Your instructions: Starting at the line that contains "If you would be so good as to mark the road", copy every line through the end of the records below exactly as written, leaving out pictures.

Source data:
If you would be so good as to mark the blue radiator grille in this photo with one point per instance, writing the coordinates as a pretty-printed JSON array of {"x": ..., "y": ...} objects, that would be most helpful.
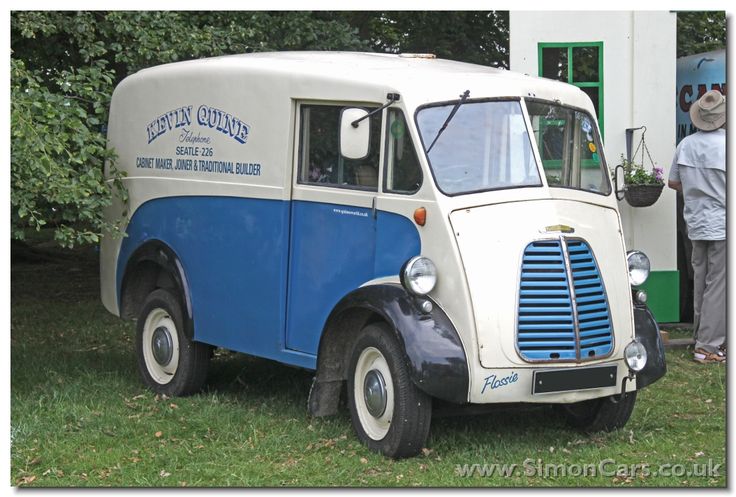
[{"x": 547, "y": 316}]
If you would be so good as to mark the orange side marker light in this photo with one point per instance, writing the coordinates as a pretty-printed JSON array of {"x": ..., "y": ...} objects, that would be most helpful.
[{"x": 420, "y": 216}]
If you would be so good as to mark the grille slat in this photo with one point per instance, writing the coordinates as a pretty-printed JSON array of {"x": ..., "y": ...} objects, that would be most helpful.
[{"x": 546, "y": 320}]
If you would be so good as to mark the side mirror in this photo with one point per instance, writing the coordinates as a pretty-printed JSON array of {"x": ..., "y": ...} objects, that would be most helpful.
[
  {"x": 619, "y": 186},
  {"x": 354, "y": 140}
]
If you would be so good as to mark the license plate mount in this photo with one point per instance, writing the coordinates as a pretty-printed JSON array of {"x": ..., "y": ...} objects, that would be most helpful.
[{"x": 568, "y": 379}]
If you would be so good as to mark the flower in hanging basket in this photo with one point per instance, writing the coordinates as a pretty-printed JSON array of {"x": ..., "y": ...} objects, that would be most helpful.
[
  {"x": 635, "y": 174},
  {"x": 643, "y": 187}
]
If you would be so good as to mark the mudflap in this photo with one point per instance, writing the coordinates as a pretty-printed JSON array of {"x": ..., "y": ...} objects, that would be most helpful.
[{"x": 647, "y": 332}]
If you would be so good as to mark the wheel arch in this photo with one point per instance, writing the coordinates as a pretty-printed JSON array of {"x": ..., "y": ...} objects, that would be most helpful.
[
  {"x": 432, "y": 349},
  {"x": 151, "y": 266}
]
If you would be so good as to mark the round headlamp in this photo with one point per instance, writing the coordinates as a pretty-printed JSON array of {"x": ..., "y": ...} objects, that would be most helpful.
[
  {"x": 639, "y": 267},
  {"x": 635, "y": 356},
  {"x": 419, "y": 275}
]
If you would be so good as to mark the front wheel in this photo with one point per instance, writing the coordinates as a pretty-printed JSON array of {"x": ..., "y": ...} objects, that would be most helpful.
[
  {"x": 604, "y": 414},
  {"x": 389, "y": 413},
  {"x": 169, "y": 361}
]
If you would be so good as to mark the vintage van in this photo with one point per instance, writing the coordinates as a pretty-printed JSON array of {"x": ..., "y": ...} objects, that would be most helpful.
[{"x": 408, "y": 228}]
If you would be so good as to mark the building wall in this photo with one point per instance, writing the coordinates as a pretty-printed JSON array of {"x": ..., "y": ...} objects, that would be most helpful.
[{"x": 639, "y": 58}]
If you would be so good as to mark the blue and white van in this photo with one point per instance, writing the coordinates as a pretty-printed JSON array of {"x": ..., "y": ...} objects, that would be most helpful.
[{"x": 411, "y": 228}]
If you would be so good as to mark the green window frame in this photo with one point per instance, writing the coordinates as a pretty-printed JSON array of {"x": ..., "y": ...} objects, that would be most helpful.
[{"x": 570, "y": 71}]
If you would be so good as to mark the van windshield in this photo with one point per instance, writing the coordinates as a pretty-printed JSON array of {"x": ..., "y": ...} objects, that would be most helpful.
[
  {"x": 485, "y": 146},
  {"x": 569, "y": 147}
]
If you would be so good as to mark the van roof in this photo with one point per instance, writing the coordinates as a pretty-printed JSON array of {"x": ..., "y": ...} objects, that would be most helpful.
[{"x": 425, "y": 78}]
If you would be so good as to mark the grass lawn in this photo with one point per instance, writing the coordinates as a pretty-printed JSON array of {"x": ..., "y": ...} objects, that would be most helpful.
[{"x": 80, "y": 416}]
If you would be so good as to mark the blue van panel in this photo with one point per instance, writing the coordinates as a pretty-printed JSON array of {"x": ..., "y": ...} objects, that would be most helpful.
[
  {"x": 332, "y": 252},
  {"x": 234, "y": 253},
  {"x": 335, "y": 249}
]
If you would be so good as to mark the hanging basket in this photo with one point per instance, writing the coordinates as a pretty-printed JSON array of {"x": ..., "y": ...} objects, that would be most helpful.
[{"x": 643, "y": 195}]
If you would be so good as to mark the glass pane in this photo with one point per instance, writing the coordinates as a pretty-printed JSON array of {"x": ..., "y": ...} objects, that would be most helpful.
[
  {"x": 485, "y": 146},
  {"x": 569, "y": 147},
  {"x": 554, "y": 63},
  {"x": 593, "y": 92},
  {"x": 403, "y": 173},
  {"x": 585, "y": 65},
  {"x": 320, "y": 159}
]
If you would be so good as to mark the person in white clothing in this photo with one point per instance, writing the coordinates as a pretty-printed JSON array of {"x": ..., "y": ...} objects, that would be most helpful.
[{"x": 699, "y": 172}]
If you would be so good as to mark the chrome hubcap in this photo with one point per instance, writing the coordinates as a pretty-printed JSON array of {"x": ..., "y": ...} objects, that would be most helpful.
[
  {"x": 162, "y": 346},
  {"x": 374, "y": 393}
]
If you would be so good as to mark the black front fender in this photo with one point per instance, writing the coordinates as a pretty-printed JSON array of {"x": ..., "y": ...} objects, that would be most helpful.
[
  {"x": 435, "y": 356},
  {"x": 647, "y": 332}
]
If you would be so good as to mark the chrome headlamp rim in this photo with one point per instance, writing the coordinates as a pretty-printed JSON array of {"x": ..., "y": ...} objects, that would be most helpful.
[
  {"x": 636, "y": 257},
  {"x": 409, "y": 284},
  {"x": 635, "y": 355}
]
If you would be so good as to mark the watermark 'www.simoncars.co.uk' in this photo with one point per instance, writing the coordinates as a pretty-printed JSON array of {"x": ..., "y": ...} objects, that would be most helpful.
[{"x": 606, "y": 467}]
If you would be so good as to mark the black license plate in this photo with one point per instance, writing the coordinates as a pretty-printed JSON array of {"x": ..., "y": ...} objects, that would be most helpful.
[{"x": 564, "y": 380}]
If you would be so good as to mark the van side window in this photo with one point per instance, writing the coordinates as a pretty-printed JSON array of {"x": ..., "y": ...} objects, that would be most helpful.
[
  {"x": 403, "y": 173},
  {"x": 320, "y": 161}
]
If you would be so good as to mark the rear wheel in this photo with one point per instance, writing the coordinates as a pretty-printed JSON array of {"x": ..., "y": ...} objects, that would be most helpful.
[
  {"x": 169, "y": 362},
  {"x": 389, "y": 413},
  {"x": 605, "y": 414}
]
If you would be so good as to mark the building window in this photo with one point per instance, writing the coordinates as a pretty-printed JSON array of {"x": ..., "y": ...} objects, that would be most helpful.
[{"x": 580, "y": 64}]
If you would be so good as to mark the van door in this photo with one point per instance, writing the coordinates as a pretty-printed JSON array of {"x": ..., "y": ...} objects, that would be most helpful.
[{"x": 333, "y": 222}]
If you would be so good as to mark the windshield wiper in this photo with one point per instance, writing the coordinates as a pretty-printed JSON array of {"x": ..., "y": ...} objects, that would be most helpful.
[{"x": 462, "y": 100}]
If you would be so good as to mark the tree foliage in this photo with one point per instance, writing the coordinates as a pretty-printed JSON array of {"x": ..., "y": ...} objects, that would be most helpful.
[
  {"x": 699, "y": 32},
  {"x": 64, "y": 66}
]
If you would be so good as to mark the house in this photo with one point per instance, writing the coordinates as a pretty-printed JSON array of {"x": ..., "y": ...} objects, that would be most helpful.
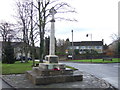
[{"x": 86, "y": 45}]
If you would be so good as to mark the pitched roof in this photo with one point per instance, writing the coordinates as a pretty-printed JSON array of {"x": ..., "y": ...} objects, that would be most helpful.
[{"x": 88, "y": 43}]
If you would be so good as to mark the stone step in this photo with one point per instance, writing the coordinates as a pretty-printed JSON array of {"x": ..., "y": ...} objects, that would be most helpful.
[{"x": 42, "y": 80}]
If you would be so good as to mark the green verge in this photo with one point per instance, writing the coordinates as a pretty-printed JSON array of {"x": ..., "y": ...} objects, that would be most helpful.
[
  {"x": 114, "y": 60},
  {"x": 20, "y": 68}
]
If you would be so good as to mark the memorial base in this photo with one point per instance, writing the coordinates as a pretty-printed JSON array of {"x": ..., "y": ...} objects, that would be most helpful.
[{"x": 47, "y": 74}]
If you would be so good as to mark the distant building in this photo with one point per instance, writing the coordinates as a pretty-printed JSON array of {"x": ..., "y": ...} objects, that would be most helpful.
[{"x": 86, "y": 45}]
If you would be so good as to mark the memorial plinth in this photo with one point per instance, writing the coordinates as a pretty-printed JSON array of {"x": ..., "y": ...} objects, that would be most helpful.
[
  {"x": 42, "y": 76},
  {"x": 52, "y": 71}
]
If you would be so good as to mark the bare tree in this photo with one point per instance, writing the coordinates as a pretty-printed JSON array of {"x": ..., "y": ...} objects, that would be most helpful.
[
  {"x": 6, "y": 30},
  {"x": 24, "y": 17}
]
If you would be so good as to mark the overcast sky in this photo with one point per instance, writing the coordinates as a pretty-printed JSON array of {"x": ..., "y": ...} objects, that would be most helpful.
[{"x": 96, "y": 17}]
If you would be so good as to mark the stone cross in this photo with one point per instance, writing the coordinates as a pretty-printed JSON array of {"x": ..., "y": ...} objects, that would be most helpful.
[{"x": 52, "y": 33}]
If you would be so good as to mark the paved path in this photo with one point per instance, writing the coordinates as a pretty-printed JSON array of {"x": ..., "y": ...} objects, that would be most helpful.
[{"x": 108, "y": 72}]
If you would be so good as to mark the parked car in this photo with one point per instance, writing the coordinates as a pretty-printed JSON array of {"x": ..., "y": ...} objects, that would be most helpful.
[{"x": 23, "y": 58}]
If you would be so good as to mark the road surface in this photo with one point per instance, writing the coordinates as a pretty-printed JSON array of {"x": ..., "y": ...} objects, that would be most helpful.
[{"x": 108, "y": 72}]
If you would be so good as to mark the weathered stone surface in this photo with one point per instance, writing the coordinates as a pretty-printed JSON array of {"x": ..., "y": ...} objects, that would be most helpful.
[
  {"x": 39, "y": 80},
  {"x": 51, "y": 72}
]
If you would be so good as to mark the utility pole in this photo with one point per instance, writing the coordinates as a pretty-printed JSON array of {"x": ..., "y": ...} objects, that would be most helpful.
[{"x": 91, "y": 45}]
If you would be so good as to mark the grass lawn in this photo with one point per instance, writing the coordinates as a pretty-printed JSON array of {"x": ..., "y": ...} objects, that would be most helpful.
[
  {"x": 114, "y": 60},
  {"x": 20, "y": 68}
]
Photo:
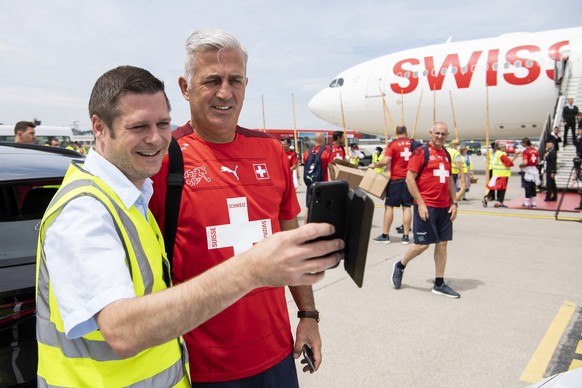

Expected answer:
If you would be so good as to mark the road surface in this photo with one point per instance, writing the coordinates as a pretty-printed JSON array of {"x": ..., "y": ...} objects, that would be most helpful.
[{"x": 108, "y": 72}]
If you would be so good as to mark the weathered stone surface in this photo with one point per instance, writing the coordinates as a pretty-printed JSON array of {"x": ..., "y": ...} objects, that would be most helpful.
[
  {"x": 39, "y": 80},
  {"x": 51, "y": 72}
]
If you would be so good as to mark the utility pole in this photo with one point per instance, writing the coordinates as a pretty-printed JSON array of {"x": ..., "y": ...} objects, that would be most helpful.
[{"x": 91, "y": 45}]
If you would be so good as to mark the grass lawn in this photo with one point per instance, writing the coordinates as a pretty-printed JSON array of {"x": ..., "y": ...} objects, that would be most helpful.
[
  {"x": 114, "y": 60},
  {"x": 20, "y": 68}
]
Photo:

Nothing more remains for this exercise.